What the task requires: Type out all the records once more, exactly.

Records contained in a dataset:
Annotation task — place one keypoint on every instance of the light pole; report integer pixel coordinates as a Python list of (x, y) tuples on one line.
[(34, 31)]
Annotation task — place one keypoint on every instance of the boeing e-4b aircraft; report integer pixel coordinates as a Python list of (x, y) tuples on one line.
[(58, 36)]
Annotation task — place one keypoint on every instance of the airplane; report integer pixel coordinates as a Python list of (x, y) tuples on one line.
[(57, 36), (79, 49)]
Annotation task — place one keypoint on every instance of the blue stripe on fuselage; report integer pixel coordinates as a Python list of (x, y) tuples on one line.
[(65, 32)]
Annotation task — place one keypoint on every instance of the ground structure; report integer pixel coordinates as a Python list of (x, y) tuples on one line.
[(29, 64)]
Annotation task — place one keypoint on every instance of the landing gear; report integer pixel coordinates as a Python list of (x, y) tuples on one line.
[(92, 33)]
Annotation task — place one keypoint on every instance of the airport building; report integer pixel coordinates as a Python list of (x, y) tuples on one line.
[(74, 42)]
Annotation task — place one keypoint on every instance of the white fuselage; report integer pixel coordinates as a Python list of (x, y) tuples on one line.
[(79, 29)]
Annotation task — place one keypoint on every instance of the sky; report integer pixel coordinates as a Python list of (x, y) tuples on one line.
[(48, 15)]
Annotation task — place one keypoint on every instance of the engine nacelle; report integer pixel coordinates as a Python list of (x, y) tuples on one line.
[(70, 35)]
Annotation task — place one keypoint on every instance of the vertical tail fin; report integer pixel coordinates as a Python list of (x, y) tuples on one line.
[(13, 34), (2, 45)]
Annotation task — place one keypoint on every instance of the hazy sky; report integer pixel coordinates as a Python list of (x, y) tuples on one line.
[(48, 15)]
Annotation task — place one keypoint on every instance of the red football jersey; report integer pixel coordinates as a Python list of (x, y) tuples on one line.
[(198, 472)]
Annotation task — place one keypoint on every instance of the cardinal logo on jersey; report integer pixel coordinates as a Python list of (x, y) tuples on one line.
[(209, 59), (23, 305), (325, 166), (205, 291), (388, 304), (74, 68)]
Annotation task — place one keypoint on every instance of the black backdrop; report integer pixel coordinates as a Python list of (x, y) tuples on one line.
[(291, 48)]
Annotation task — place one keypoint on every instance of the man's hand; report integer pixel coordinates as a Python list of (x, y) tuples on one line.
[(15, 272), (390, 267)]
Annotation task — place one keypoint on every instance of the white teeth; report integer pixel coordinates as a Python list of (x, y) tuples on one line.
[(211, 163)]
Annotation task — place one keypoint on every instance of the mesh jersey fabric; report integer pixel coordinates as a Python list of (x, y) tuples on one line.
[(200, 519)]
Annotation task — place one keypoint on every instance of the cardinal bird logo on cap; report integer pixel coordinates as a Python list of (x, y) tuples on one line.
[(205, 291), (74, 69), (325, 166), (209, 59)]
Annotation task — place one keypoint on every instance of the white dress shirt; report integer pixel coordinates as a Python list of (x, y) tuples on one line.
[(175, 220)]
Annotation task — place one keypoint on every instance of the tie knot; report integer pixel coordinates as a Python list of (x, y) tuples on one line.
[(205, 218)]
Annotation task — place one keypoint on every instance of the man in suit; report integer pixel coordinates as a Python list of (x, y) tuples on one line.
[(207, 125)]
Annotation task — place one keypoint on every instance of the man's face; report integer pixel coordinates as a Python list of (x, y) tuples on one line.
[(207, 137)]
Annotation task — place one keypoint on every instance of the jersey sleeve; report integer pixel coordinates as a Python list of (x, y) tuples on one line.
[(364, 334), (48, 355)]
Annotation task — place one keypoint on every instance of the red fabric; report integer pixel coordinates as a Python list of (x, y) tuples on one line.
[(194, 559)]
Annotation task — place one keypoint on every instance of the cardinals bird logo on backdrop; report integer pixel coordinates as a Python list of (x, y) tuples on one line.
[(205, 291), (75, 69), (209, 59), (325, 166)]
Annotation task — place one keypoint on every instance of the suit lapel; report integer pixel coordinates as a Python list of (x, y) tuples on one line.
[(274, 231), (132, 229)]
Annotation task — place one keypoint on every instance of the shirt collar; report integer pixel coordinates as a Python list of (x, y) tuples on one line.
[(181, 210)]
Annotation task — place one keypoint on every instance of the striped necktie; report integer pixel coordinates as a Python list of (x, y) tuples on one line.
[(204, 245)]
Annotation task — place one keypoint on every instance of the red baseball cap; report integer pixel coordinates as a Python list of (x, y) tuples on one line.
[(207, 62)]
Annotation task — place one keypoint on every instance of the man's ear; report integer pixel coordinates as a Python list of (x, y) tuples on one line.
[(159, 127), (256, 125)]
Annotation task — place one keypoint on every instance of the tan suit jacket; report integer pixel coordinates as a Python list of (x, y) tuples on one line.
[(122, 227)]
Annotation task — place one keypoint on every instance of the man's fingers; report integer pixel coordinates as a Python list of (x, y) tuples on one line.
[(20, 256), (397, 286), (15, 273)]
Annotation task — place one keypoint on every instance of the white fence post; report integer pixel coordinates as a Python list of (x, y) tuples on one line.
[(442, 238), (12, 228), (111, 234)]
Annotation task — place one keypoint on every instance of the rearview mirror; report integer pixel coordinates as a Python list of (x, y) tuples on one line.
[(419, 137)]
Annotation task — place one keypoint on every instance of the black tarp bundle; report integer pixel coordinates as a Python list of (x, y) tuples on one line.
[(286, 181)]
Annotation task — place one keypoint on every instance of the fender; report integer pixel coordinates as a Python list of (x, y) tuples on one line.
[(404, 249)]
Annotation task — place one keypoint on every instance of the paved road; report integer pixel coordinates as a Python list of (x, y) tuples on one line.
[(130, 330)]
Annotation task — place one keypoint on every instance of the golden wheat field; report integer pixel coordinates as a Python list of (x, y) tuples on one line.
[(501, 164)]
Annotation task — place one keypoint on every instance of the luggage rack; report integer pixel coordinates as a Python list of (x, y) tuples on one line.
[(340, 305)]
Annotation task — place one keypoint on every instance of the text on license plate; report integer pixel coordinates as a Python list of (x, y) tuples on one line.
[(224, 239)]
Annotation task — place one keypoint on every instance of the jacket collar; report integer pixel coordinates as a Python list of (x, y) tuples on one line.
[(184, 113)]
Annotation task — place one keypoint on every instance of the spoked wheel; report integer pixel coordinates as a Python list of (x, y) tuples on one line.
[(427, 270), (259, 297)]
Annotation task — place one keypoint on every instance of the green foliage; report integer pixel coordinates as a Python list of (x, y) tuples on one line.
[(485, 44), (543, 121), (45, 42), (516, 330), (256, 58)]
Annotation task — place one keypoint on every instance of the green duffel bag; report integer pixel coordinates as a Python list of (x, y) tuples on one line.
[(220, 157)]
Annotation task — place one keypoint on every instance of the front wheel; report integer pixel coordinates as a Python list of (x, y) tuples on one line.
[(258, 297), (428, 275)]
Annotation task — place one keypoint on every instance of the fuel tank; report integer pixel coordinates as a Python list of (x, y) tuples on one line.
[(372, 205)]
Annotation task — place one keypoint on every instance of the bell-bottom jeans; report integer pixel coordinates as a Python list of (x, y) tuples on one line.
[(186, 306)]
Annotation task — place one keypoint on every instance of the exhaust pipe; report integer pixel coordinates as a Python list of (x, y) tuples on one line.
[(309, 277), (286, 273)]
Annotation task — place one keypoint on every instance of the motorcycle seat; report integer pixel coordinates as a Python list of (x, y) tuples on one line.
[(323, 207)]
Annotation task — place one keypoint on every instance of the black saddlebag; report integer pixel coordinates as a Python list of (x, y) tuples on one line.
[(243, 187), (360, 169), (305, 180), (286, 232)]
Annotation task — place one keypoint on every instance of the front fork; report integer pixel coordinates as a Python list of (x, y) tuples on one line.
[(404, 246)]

Solution to the exercise:
Annotation task — place one keypoint on every instance of the light pole; report integer pixel coordinates as a Python list of (x, y) tuples on one line.
[(34, 31)]
Annotation task — place one keypoint on every instance of the boeing e-4b aircraft; report integer pixel coordinates as a Python list of (x, y) tuples on one line.
[(58, 36)]
Annotation task — place one keypoint on every instance of the airplane; report integer pixel coordinates as a Python list of (x, y) tuples on one line.
[(57, 36), (79, 49)]
Annotation task — place one keypoint on every instance of the blue stripe on fuselage; report integer pixel coordinates as a Python list of (x, y) tuples on one line.
[(65, 32)]
Annotation task — place one keypoint on every instance of the ground structure; report integer pixel coordinates as a Python list of (x, y) tuples on one line.
[(29, 64)]
Annotation task — place one keypoint on every instance of the landing gear; report integer pixel coordinates as a Python list of (x, y) tuples on one line.
[(92, 33)]
Annotation task — place one keypoint on every instance of the airport building; report integer pixel coordinates as a Python list of (x, y) tuples on one line.
[(74, 42)]
Annotation task — place one keypoint on every instance of the white fuselage; report integer pixel coordinates as a Python list of (x, y) tuples on one line.
[(79, 29)]
Annotation task — place one keypoint on every instance of the sky; report integer pixel coordinates as a Python list of (x, y) tuples on one line.
[(48, 15)]
Annotation task — place one keypoint on every instance of the engine nacelle; report integer pixel coordinates as a Python list of (x, y) tuples on one line.
[(70, 35)]
Annotation task — place one keypoint on every instance of the vertical tail fin; report integer pixel coordinates as a Python list of (x, y) tuples on one line.
[(13, 34), (2, 45)]
Annotation task — place one keypoint on every instance of the hazy sky; report integer pixel coordinates as a Python list of (x, y) tuples on one line.
[(48, 15)]
Annotation task — place one keypoint on every instance of the red football jersey; report integer pixel coordinates as a Python list of (x, y) tuples on one line.
[(198, 472)]
Annotation task — place one keypoint on every instance of the cardinal logo on jersey; report integer pixel coordinates as a Python list of (x, y) tuples on one line.
[(209, 59), (23, 305), (325, 166), (205, 291), (388, 304), (74, 68)]
Annotation task — place one keypoint on every instance of the black backdrop; report integer pixel coordinates as a Python list of (x, y) tuples on one line.
[(291, 48)]
Annotation task — place one keypoint on every instance of the man's hand; report integer pixel coordinates as a Python list of (x, y) tuples on one line.
[(15, 272), (390, 267)]
Annotation task — place one keypoint on every instance of the white teeth; report integer pixel coordinates as a Python list of (x, y) tuples on one line.
[(211, 163)]
Annotation task — place one keypoint on every instance of the mesh jersey fabric; report integer pixel coordinates as a Python list of (x, y) tuples on one line.
[(200, 519)]
Annotation task — place one keypoint on every instance of the cardinal bird logo on cap; report integer pixel coordinates as a Python list of (x, y) tuples on one line.
[(205, 291), (74, 69), (325, 166), (209, 59)]
Annotation task — place one keypoint on every instance of the white dress shirt; report integer pixel coordinates as a Python list of (x, y) tuples on one line.
[(175, 220)]
Annotation task — place one keypoint on every instance of the tie knot; report integer pixel coordinates as a Python list of (x, y) tuples on one line.
[(205, 218)]
Annotation task — place one keypoint on every instance of the man in suit; report integer pixel coordinates as a Python list of (x, y) tuples on one line.
[(207, 125)]
Annotation task — place one keypoint on every instance of the man's face; report integer pixel coordinates as a Python list of (x, y) tuples on one line.
[(207, 137)]
Annotation task — place one keypoint on every instance of the jersey sleeve; report integer pixel coordinates as a Python list of (x, y) tuples on one line.
[(364, 334), (48, 355)]
Annotation task — place one keypoint on every instance of the red fabric; report integer pixel coordinates as a Python list of (x, y) tuples on one line.
[(194, 559)]
Annotation task — place one keypoint on every instance of the cardinals bird logo on backdrop; report integer pixel coordinates as a Python list of (x, y) tuples on one line.
[(205, 291), (75, 69), (209, 59), (325, 166)]
Annotation task — place one keypoint on every instance of the suit lapel; report integer pixel coordinates as a Python list of (x, y) tuples on one line.
[(274, 231), (132, 229)]
Annotation task — place one keypoint on every instance of the shirt collar; report integer pixel coordinates as a Python list of (x, y) tuples on one line.
[(181, 210)]
Annotation task — place one keypoint on every instance of the striped necktie; report integer pixel coordinates as a Python list of (x, y) tuples on one line.
[(204, 245)]
Annotation task — place one keypoint on every instance of the red baseball cap; report integer pixel coordinates as a Python list of (x, y) tuples on one line.
[(207, 62)]
Annotation task — place one keypoint on every instance of the man's ear; report integer pixel coordinates as a Python list of (x, y) tuples on one line.
[(159, 127), (256, 125)]
Annotation task — place one keypoint on every instance of the tan suit jacket; report integer pixel coordinates as a Python list of (x, y) tuples on one line.
[(122, 227)]
Annotation task — place one keypoint on every instance of the man's fingers; report integer pixel coordinates as a Python list of (x, y) tuples on one line.
[(20, 256), (397, 286), (15, 273)]
Annotation task — place one keypoint on every instance of the white fence post; report integer pixel coordinates as a Python list of (x, y) tuples on one line.
[(442, 238), (12, 228), (111, 234)]
Annotation task — place one keypoint on every instance of the rearview mirror; report integer pixel coordinates as a Python list of (x, y) tuples on one line.
[(419, 137)]
Annotation task — place one keypoint on every instance of the black tarp bundle; report integer pixel coordinates as a Python list of (x, y) tuples on one line.
[(286, 181)]
Annotation task — place one keypoint on every instance of the fender; report integer pixel coordinates as a Python list of (x, y) tuples on one line.
[(404, 249)]
Annotation task — place one keypoint on every instance of the paved road; report integer pixel coordinates as a Python list of (x, y) tuples on one line.
[(130, 330)]
Annotation task — place one keypoint on every instance of the golden wheat field; report integer pixel coordinates as a Python list of (x, y) tuples on one line.
[(501, 164)]
Annotation task — place one keypoint on every instance of the luggage rack; report integer pixel coordinates as a Python list of (x, y) tuples on one line.
[(340, 305)]
Annotation task — place one keypoint on every instance of the text on license plate; report integer pixel coordinates as a Python list of (x, y) tuples on one line.
[(224, 239)]
Annotation task — place one keypoint on every instance of the jacket collar; report integer pixel coordinates as a Python list of (x, y) tuples on one line.
[(184, 113)]
Annotation task — place one keypoint on every instance of the spoked wheel; report integer pixel coordinates as a Python list of (x, y) tuples on one line.
[(427, 270), (259, 297)]
Annotation task — place one keypoint on every instance of the green foliage; report integer pixel coordinates as a Python list of (x, y) tuples on one line.
[(485, 44), (543, 121), (45, 42), (516, 330), (256, 58)]
Annotation task — place one keypoint on every instance of the green duffel bag; report integer pixel coordinates as a Python list of (x, y) tuples on one line.
[(220, 157)]
Annotation task — place one keypoint on every instance of the front wheel; report integer pixel coordinates as a Python list of (x, y) tuples on one line.
[(258, 297), (428, 275)]
Annotation task — place one keypoint on every instance of the fuel tank; report integer pixel coordinates as a Python list of (x, y) tuples on one line.
[(372, 205)]
Annotation task — place one keypoint on every instance of the bell-bottom jeans; report integer pixel coordinates as a Python list of (x, y) tuples on one line.
[(186, 306)]
Annotation task — place one keypoint on every instance of the exhaust pipe; report integer pixel coordinates as a Python list of (x, y) tuples on one line.
[(309, 277), (286, 273)]
Annotation task — place one keypoint on every instance of the motorcycle seat; report integer pixel coordinates as a Python list of (x, y) tuples on one line.
[(323, 207)]
Annotation task — place one keypoint on every instance of the black saddlebag; report integer pixel coordinates as a Python list of (x, y) tuples on one line.
[(243, 187), (360, 169), (305, 180), (286, 232)]
Annotation task — place one keypoint on every instance of the front fork; report integer pixel coordinates as a Python list of (x, y) tuples on one line.
[(404, 246)]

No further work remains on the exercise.